Rewrite all of the lines below with "Sample output" changed to "Example output" everywhere it occurs, keeping everything else the same.

Lines excerpted from a collection:
[start]

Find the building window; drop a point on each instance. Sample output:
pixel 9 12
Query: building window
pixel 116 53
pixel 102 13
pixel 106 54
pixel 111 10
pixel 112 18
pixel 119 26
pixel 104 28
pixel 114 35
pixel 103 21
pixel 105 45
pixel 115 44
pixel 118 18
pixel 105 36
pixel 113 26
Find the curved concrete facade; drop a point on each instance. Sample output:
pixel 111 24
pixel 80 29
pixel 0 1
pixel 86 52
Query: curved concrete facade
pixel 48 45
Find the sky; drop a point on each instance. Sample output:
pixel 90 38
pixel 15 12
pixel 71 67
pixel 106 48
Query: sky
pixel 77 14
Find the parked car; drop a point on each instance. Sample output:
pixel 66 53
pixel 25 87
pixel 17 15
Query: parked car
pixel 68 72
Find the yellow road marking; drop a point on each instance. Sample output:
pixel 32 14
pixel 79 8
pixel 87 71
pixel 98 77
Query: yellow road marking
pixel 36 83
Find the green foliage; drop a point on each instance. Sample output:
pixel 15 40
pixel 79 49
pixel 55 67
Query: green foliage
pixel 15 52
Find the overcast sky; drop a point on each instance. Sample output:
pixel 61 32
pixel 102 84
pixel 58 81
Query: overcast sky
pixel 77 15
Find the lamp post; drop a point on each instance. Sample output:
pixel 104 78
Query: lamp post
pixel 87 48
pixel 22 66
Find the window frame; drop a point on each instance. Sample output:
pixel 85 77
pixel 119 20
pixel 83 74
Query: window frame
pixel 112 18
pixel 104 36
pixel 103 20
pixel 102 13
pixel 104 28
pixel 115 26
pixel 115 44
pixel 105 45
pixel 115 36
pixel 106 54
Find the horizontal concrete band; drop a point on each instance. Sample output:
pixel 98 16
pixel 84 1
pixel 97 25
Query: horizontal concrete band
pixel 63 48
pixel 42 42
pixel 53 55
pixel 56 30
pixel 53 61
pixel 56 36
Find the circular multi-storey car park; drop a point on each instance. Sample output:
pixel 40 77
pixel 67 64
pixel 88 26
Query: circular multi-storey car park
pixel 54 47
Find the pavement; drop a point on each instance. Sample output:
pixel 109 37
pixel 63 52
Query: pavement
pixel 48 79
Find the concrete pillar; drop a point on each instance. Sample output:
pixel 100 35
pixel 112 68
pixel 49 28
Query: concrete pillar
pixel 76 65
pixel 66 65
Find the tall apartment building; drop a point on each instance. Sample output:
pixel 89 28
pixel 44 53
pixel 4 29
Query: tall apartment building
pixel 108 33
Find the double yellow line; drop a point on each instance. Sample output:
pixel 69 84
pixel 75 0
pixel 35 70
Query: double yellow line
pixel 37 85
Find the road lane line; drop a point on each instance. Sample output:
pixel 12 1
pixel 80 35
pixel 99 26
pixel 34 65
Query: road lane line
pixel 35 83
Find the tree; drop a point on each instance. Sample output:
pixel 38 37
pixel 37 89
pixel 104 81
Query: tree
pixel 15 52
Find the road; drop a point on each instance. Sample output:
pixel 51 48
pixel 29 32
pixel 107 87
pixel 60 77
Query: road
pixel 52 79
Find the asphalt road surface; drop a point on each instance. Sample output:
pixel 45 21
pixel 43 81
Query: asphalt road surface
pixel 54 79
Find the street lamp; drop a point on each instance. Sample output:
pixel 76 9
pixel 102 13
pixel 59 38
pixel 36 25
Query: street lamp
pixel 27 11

[end]

**Completed exercise**
Find the building window; drop a point on each instance. Example output:
pixel 9 12
Query: building window
pixel 116 53
pixel 102 13
pixel 106 54
pixel 111 10
pixel 112 18
pixel 119 26
pixel 104 28
pixel 114 35
pixel 103 21
pixel 105 45
pixel 115 44
pixel 118 18
pixel 105 36
pixel 113 26
Find the curved concrete facade; drop a point on each instance. Example output:
pixel 111 24
pixel 80 29
pixel 0 1
pixel 86 52
Query: curved concrete facade
pixel 48 45
Find the sky; drop a point on each instance. Example output:
pixel 90 38
pixel 15 12
pixel 71 67
pixel 106 48
Query: sky
pixel 77 14
Find the parked car; drop a point on each instance. Example output:
pixel 66 53
pixel 25 87
pixel 17 15
Query: parked car
pixel 68 72
Find the yellow road marking; drop a point on each instance. Example output:
pixel 32 14
pixel 79 8
pixel 87 71
pixel 98 77
Query: yellow road marking
pixel 36 83
Find the green foliage; drop a point on each instance. Example output:
pixel 15 40
pixel 79 49
pixel 55 67
Query: green foliage
pixel 15 52
Find the overcast sky; drop a point on each instance. Example output:
pixel 61 32
pixel 102 84
pixel 58 81
Query: overcast sky
pixel 77 15
Find the lamp post; drop a point on each instance. Example output:
pixel 104 78
Query: lamp post
pixel 87 48
pixel 22 66
Find the window frame; drop a point on each instance. Example output:
pixel 85 77
pixel 119 20
pixel 83 74
Query: window frame
pixel 112 18
pixel 104 36
pixel 103 20
pixel 102 13
pixel 104 28
pixel 115 26
pixel 115 44
pixel 105 45
pixel 115 36
pixel 106 54
Find the horizontal concrete band; drop a point on each instance. Example output:
pixel 98 16
pixel 84 1
pixel 97 25
Query: horizontal concrete band
pixel 63 48
pixel 42 42
pixel 53 55
pixel 56 30
pixel 53 61
pixel 56 36
Find the circular multi-storey car park; drop a point on each instance. Example output:
pixel 40 77
pixel 67 64
pixel 88 26
Query: circular multi-storey car park
pixel 54 47
Find the pavement; drop a point on each instance. Example output:
pixel 109 37
pixel 63 52
Query: pavement
pixel 48 79
Find the concrete pillar; drop a point on each instance. Example output:
pixel 100 35
pixel 112 68
pixel 49 28
Query: concrete pillar
pixel 76 65
pixel 66 65
Find the tall apartment building; drop a point on each instance. Example output:
pixel 89 28
pixel 44 53
pixel 4 29
Query: tall apartment building
pixel 108 33
Find the double yellow line; drop a point on each instance. Example output:
pixel 69 84
pixel 75 0
pixel 35 70
Query: double yellow line
pixel 37 85
Find the road lane line; drop a point on each instance. Example output:
pixel 12 1
pixel 80 35
pixel 99 26
pixel 34 65
Query: road lane line
pixel 35 83
Find the tree; drop a point on each instance. Example output:
pixel 38 37
pixel 37 89
pixel 104 81
Query: tree
pixel 15 52
Find the road; drop a point on each instance. Example output:
pixel 51 48
pixel 29 32
pixel 107 87
pixel 60 77
Query: road
pixel 52 79
Find the asphalt road surface; drop a point on each instance. Example output:
pixel 45 21
pixel 43 81
Query: asphalt road surface
pixel 54 79
Find the street lamp; drop a point on each instance. Example output:
pixel 76 9
pixel 102 13
pixel 59 38
pixel 36 25
Query: street lamp
pixel 27 11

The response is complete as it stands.